[Opening DOCUMENT SEGMENT section]
Your migration checklist before July 28
Four weeks is enough time to ship all of this if you start now. Nine items, ordered by how badly they break if you miss them:
1. Remove session-dependent initialization logic. Any code that waits for or requires an initialize message before serving requests needs to be removed. Clients following the new spec won't send it. Optionally add a server/discover handler for clients that want to fetch capabilities up front.
2. Strip Mcp-Session-Id from your gateway and load balancer. Remove sticky session rules. Remove any deep-packet-inspection routing on that header. Plain round-robin is now correct for horizontal deployments.
3. Migrate capabilities to per-request _meta. Protocol version, client info, and capabilities now travel inline on every request. Update your request parsing to read from _meta instead of from state set during the initialization exchange.
4. Move application state to explicit handles. Refactor cross-call state (context references, session variables, resource handles) to explicit identifiers that tools return and the model passes back as arguments on subsequent calls. Don't rely on implicit server-side session correlation.
5. Expose /.well-known/oauth-protected-resource. Add this endpoint returning an RFC 9728 JSON document with authorization_servers pointing at your auth server. This is the first endpoint compliant MCP clients will hit when connecting to a remote server.
[Closing DOCUMENT SEGMENT section]
[Opening DATA TO EXAMINE section]
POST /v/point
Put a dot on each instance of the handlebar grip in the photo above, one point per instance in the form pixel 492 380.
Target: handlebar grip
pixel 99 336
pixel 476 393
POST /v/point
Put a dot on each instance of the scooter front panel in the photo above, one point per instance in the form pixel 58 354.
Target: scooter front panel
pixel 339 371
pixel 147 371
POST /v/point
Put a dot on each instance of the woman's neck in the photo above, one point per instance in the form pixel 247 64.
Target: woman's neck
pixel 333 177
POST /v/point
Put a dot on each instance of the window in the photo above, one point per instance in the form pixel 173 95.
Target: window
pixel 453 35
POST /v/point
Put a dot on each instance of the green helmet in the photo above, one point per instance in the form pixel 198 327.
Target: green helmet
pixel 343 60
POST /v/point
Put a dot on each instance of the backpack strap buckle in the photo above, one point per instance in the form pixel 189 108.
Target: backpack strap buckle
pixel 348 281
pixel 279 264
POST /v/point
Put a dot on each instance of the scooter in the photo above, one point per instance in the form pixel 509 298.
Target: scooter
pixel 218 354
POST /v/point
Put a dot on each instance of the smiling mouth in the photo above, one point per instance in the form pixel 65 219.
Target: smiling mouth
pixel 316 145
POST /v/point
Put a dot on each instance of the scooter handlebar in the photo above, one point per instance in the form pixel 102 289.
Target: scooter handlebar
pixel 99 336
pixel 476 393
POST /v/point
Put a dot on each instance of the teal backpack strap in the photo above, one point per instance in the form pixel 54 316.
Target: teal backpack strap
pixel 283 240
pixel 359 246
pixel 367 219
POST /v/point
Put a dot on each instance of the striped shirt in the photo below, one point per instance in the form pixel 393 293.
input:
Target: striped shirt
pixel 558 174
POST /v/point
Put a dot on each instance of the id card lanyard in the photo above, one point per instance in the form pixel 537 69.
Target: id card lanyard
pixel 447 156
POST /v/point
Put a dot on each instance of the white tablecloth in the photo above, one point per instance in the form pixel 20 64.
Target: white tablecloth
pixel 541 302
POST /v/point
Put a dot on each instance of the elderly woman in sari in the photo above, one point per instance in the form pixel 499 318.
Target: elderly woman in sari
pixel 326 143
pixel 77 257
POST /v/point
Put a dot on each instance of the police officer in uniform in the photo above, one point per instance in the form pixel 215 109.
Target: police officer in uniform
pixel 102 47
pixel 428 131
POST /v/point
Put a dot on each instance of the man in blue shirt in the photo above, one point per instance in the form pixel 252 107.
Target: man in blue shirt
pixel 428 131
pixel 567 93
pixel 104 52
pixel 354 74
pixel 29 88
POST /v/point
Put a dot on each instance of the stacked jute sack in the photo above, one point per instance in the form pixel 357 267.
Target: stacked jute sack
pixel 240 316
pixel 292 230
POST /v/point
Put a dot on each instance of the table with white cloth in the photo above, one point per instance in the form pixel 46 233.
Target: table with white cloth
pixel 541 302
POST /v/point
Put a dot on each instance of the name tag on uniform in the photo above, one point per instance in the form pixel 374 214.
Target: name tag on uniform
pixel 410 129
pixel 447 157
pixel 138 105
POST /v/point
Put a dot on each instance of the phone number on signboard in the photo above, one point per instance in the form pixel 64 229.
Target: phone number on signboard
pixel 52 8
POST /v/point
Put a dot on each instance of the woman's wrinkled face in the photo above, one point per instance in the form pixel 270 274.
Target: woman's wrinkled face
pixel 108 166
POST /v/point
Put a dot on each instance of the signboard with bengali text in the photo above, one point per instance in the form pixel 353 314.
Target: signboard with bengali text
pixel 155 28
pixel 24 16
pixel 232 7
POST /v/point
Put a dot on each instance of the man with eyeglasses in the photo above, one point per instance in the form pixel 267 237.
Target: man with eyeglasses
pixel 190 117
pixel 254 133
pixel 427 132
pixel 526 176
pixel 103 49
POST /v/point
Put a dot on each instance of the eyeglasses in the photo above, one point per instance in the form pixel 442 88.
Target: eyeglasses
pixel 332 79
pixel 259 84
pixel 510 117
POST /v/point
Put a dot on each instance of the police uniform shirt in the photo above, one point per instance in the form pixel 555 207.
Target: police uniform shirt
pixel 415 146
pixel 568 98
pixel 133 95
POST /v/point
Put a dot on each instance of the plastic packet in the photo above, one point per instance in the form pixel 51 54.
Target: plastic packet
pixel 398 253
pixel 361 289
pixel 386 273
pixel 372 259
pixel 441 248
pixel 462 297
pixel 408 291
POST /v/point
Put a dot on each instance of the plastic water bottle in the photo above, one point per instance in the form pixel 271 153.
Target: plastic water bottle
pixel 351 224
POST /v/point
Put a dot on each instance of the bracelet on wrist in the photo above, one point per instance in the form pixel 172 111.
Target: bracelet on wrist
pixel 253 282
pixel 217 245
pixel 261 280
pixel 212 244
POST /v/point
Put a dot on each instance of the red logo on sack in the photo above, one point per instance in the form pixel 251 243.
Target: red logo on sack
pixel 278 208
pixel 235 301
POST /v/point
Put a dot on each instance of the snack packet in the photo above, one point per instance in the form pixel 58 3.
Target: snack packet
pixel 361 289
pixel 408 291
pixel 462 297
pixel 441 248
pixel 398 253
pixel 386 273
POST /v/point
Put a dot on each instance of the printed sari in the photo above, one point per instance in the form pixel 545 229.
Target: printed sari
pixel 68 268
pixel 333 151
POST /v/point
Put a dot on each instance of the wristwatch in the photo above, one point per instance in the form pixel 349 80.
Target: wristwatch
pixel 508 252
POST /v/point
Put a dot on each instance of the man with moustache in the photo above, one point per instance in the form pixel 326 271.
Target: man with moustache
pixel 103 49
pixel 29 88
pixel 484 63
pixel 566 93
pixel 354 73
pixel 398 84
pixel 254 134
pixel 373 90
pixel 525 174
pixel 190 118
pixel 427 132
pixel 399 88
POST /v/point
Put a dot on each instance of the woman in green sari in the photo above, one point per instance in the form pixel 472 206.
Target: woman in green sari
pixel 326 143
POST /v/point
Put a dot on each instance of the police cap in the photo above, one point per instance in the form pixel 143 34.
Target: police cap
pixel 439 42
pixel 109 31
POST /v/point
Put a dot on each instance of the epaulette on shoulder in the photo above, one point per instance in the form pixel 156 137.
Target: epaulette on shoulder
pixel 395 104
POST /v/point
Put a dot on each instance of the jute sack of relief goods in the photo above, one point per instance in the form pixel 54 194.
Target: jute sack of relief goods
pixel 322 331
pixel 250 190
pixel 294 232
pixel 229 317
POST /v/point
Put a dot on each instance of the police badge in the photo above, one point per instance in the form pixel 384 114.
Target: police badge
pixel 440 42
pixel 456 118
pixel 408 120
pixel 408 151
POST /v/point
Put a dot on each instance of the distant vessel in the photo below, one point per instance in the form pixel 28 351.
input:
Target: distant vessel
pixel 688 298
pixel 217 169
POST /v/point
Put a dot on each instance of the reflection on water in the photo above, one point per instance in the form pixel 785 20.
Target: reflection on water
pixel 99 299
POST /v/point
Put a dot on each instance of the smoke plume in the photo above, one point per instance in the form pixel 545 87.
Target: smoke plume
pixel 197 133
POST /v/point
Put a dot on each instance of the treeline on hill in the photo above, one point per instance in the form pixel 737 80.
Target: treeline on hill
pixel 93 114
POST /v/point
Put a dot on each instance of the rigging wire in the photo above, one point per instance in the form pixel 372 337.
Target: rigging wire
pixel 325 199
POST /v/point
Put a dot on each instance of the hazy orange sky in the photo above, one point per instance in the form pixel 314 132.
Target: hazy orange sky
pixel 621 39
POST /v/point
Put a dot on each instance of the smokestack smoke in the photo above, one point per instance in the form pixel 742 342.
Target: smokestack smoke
[Closing DATA TO EXAMINE section]
THINGS TO DO:
[a] Rewrite the part of the migration checklist that opens with the words containing "Your migration checklist" and closes with "capabilities up front.", renaming "checklist" to "task list" throughout.
[b] List the headings of the numbered steps that appear in the migration checklist.
The lines above are separate material from the migration checklist.

TASK-BY-TASK ANSWERS:
[a]
Your migration task list before July 28
Four weeks is enough time to ship all of this if you start now. Nine items, ordered by how badly they break if you miss them:
1. Remove session-dependent initialization logic. Any code that waits for or requires an initialize message before serving requests needs to be removed. Clients following the new spec won't send it. Optionally add a server/discover handler for clients that want to fetch capabilities up front.

[b]
1. Remove session-dependent initialization logic.
2. Strip Mcp-Session-Id from your gateway and load balancer.
3. Migrate capabilities to per-request _meta.
4. Move application state to explicit handles.
5. Expose /.well-known/oauth-protected-resource.